--- Begin EXCERPT ---

I just wanted to add some feedback to this post. We have had great success in backing up open PST files.  Many of our laptop users have PST files in the gigabytes and they backup without a problem on the block level.  In fact, to my suprise, when we rolled out Office SP2 and the PST/OST file structure was changed (Resulting in an average 20% growth in data), only that 20% was trasffered over the WAN.  It did not trigger a complete re-transfer of the "new" PST file.

About the only issue we see is the need to repair a PST file after we restore it from the recovery server.  These are usually PST files that were backed up while Outlook was open.  The repair is always successful.

As far as compression, the storage requirements of a PST file are about the same as ZIPPING the file.  Around 40-60% compression.  If the e-mail is mostly text with few attachements, it is much higher.

Where you see the 15:1 compression is with redudant file elimination.  Example

Winxp image with MS office and other standard applications (5gb).  All PCs in this example use this image and the only unique data is their PST file. We'll assume 50% compression on the PST.

--- End EXCERPT ---
--- Begin DATASET RECORDS ---

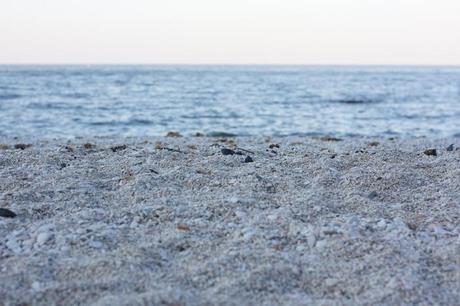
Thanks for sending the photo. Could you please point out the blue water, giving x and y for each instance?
(69, 101)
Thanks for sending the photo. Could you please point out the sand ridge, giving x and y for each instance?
(174, 221)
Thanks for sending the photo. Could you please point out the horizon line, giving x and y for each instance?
(223, 64)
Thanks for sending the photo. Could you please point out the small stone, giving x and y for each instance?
(374, 143)
(372, 195)
(95, 244)
(430, 152)
(248, 159)
(22, 146)
(330, 138)
(173, 134)
(42, 238)
(118, 148)
(183, 227)
(226, 151)
(6, 213)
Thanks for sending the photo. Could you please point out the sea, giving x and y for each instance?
(67, 101)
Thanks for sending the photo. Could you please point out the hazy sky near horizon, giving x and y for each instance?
(230, 31)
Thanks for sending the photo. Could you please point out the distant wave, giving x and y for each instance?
(9, 96)
(125, 123)
(356, 101)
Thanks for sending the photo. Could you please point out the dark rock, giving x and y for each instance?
(430, 152)
(374, 143)
(226, 151)
(6, 213)
(373, 195)
(173, 134)
(330, 138)
(221, 134)
(118, 148)
(248, 159)
(22, 146)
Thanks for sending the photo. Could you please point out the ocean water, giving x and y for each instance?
(70, 101)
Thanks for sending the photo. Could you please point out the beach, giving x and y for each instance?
(230, 221)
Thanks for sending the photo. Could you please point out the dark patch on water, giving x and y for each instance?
(357, 101)
(9, 96)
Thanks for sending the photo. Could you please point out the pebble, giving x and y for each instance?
(373, 195)
(226, 151)
(6, 213)
(248, 159)
(42, 238)
(118, 148)
(173, 134)
(430, 152)
(22, 146)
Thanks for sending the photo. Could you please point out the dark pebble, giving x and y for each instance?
(248, 159)
(373, 195)
(226, 151)
(118, 148)
(431, 152)
(173, 134)
(6, 213)
(22, 146)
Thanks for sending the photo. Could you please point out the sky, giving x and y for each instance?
(377, 32)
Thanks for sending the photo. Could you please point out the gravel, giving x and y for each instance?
(174, 221)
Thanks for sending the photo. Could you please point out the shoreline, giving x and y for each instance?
(178, 221)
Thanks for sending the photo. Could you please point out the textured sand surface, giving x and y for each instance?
(173, 221)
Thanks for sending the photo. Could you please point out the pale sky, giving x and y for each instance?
(230, 31)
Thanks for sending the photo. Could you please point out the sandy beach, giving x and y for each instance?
(230, 221)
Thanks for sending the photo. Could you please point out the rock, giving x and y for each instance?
(330, 138)
(22, 146)
(173, 134)
(43, 237)
(372, 195)
(248, 159)
(183, 227)
(226, 151)
(95, 244)
(118, 148)
(221, 134)
(374, 143)
(6, 213)
(430, 152)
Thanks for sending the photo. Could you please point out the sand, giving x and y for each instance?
(173, 221)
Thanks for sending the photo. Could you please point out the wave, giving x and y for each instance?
(356, 101)
(9, 96)
(124, 123)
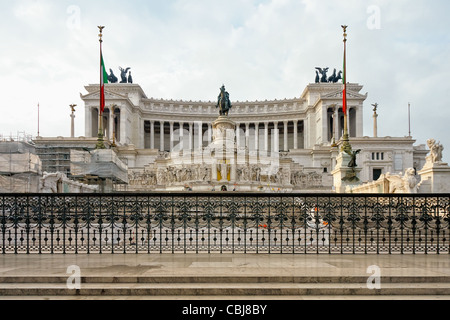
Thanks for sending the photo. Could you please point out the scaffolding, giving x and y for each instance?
(100, 167)
(20, 167)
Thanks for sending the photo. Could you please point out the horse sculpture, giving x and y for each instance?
(223, 102)
(123, 74)
(112, 78)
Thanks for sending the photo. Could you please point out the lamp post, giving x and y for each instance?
(72, 126)
(100, 142)
(113, 115)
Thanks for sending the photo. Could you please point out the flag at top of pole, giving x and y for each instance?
(103, 81)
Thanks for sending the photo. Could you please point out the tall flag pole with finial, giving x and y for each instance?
(103, 80)
(346, 147)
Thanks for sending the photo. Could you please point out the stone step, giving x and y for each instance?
(222, 279)
(223, 289)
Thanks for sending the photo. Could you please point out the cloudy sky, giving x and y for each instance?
(260, 49)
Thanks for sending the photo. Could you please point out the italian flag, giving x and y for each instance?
(344, 81)
(103, 80)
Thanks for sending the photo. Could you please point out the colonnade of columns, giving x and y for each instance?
(264, 136)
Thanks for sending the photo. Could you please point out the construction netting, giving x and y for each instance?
(104, 164)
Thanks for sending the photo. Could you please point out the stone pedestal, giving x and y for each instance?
(343, 175)
(435, 178)
(223, 151)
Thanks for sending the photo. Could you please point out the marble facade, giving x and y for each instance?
(285, 145)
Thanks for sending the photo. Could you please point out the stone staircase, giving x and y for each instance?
(222, 287)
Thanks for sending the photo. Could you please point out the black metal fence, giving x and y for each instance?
(224, 223)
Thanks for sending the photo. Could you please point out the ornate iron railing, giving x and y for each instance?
(224, 223)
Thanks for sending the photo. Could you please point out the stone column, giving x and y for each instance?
(247, 134)
(111, 124)
(286, 146)
(336, 124)
(266, 136)
(171, 135)
(276, 138)
(200, 136)
(209, 133)
(190, 136)
(295, 134)
(88, 122)
(257, 136)
(72, 125)
(152, 134)
(161, 136)
(238, 135)
(181, 137)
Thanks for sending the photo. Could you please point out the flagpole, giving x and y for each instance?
(39, 134)
(100, 142)
(346, 147)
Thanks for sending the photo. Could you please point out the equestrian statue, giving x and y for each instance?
(223, 102)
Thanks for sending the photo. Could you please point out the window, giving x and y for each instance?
(378, 156)
(377, 174)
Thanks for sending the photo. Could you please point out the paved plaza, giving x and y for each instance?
(337, 267)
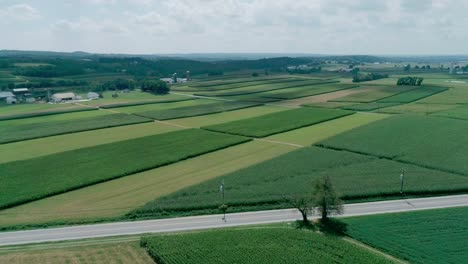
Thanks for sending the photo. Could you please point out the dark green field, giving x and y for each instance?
(36, 178)
(29, 128)
(433, 142)
(426, 237)
(270, 124)
(355, 176)
(266, 245)
(195, 110)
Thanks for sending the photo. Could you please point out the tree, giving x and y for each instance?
(303, 203)
(326, 199)
(154, 86)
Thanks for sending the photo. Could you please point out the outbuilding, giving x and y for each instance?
(63, 97)
(92, 96)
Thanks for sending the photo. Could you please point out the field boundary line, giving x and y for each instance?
(374, 250)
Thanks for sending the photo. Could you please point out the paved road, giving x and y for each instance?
(214, 221)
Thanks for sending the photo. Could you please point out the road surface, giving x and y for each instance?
(214, 221)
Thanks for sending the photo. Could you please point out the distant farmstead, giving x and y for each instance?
(63, 97)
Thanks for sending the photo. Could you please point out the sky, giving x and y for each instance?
(381, 27)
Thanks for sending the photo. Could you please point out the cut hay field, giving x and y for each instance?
(315, 133)
(274, 123)
(264, 88)
(433, 142)
(377, 93)
(196, 110)
(38, 127)
(161, 106)
(23, 150)
(459, 112)
(213, 119)
(266, 245)
(85, 253)
(265, 185)
(413, 95)
(292, 93)
(70, 170)
(436, 236)
(117, 197)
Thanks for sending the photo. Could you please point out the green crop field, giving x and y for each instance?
(160, 106)
(292, 93)
(377, 93)
(37, 127)
(313, 134)
(196, 110)
(355, 176)
(267, 245)
(435, 236)
(35, 148)
(433, 142)
(91, 252)
(460, 112)
(264, 88)
(414, 95)
(213, 119)
(117, 197)
(368, 106)
(270, 124)
(66, 171)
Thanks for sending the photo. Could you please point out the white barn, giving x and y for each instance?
(63, 97)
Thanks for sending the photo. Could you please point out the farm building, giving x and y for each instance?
(63, 97)
(92, 96)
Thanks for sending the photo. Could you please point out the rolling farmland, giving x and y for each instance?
(437, 236)
(266, 125)
(263, 245)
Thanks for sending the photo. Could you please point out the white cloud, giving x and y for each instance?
(19, 12)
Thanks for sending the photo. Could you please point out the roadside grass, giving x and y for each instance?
(274, 123)
(432, 142)
(23, 150)
(213, 119)
(265, 185)
(196, 110)
(378, 93)
(112, 199)
(39, 127)
(115, 253)
(434, 236)
(261, 245)
(265, 88)
(315, 133)
(293, 93)
(66, 171)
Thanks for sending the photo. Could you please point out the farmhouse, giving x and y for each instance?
(63, 97)
(9, 97)
(92, 96)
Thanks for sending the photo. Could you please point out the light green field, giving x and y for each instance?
(417, 108)
(133, 96)
(117, 197)
(97, 251)
(161, 106)
(6, 110)
(44, 146)
(313, 134)
(214, 119)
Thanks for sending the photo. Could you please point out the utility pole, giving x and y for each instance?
(402, 180)
(223, 206)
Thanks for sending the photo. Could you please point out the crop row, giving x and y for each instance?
(36, 178)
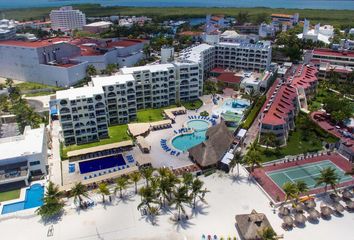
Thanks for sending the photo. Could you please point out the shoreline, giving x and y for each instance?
(324, 16)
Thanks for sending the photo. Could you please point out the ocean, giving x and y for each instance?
(301, 4)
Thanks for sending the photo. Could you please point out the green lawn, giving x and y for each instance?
(307, 137)
(253, 112)
(91, 10)
(27, 86)
(9, 195)
(117, 133)
(151, 114)
(193, 105)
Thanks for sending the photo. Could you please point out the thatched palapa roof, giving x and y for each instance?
(210, 152)
(251, 225)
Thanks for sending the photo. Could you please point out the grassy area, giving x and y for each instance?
(151, 114)
(28, 86)
(253, 112)
(9, 195)
(315, 15)
(193, 105)
(307, 137)
(117, 133)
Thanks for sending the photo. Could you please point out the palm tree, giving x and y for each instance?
(135, 177)
(328, 176)
(253, 146)
(91, 70)
(78, 191)
(147, 174)
(268, 234)
(52, 204)
(180, 198)
(290, 190)
(122, 183)
(253, 159)
(187, 180)
(148, 197)
(9, 82)
(52, 191)
(251, 95)
(236, 162)
(302, 187)
(197, 191)
(103, 190)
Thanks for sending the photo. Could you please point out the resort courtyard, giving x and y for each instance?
(229, 195)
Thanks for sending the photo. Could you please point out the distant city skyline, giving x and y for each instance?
(301, 4)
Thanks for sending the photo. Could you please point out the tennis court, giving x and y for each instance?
(306, 172)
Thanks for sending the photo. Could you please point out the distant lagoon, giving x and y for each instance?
(301, 4)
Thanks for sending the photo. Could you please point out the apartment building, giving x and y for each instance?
(67, 18)
(230, 55)
(48, 61)
(284, 100)
(85, 113)
(284, 21)
(7, 29)
(63, 61)
(334, 57)
(23, 156)
(82, 114)
(246, 56)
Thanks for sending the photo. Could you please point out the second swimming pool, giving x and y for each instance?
(186, 141)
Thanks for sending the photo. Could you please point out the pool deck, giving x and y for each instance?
(273, 190)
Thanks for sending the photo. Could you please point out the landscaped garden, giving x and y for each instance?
(9, 195)
(307, 137)
(117, 133)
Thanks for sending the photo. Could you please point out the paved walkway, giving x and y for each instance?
(54, 160)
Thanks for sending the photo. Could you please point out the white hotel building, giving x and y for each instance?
(23, 156)
(86, 112)
(230, 55)
(66, 18)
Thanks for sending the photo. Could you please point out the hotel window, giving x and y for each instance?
(35, 163)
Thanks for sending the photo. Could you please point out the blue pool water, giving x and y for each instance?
(101, 163)
(34, 198)
(237, 106)
(186, 141)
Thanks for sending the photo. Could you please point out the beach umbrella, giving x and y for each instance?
(300, 218)
(338, 207)
(299, 207)
(326, 211)
(350, 205)
(284, 211)
(334, 197)
(289, 221)
(314, 214)
(347, 194)
(310, 203)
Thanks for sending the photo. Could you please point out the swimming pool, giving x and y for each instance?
(186, 141)
(233, 105)
(101, 163)
(34, 198)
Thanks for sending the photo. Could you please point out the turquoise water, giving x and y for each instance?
(302, 4)
(34, 198)
(186, 141)
(235, 106)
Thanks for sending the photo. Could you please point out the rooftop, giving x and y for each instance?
(31, 142)
(82, 92)
(35, 44)
(330, 52)
(151, 68)
(112, 80)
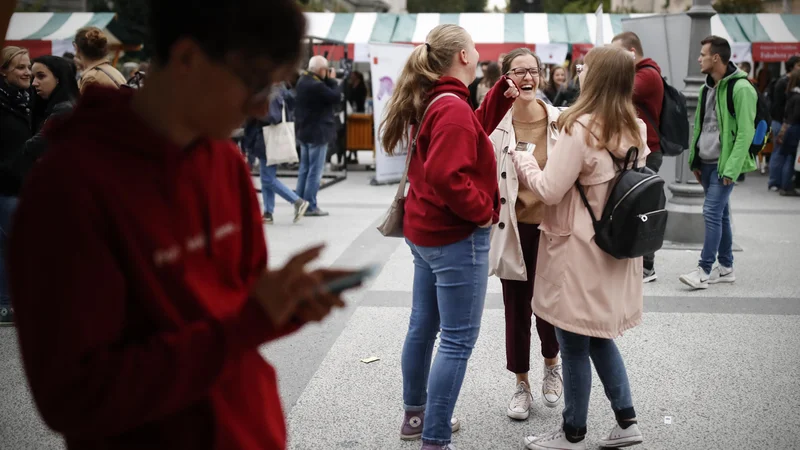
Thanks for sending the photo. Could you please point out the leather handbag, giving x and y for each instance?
(392, 225)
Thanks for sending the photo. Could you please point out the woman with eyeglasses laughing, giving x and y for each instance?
(515, 239)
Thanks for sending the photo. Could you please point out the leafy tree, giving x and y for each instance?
(32, 6)
(446, 6)
(738, 6)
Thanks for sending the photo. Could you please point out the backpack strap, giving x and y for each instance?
(731, 107)
(108, 75)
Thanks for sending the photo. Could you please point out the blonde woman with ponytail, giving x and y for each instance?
(451, 204)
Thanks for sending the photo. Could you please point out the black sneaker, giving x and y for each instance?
(6, 317)
(300, 209)
(316, 213)
(649, 275)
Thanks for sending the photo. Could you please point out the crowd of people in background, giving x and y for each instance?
(187, 298)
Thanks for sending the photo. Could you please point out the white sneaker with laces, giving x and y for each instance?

--- End DATASET RECORDS ---

◆ **REQUIRED WORK**
Write out again the part of the passage on backing up PST files that opens with the words containing "As far as compression, the" and closes with "is much higher.", swapping "ZIPPING" for "compressing". The rows here are separate material and are not part of the passage on backing up PST files.

◆ **EXERCISE SOLUTION**
As far as compression, the storage requirements of a PST file are about the same as compressing the file.  Around 40-60% compression.  If the e-mail is mostly text with few attachements, it is much higher.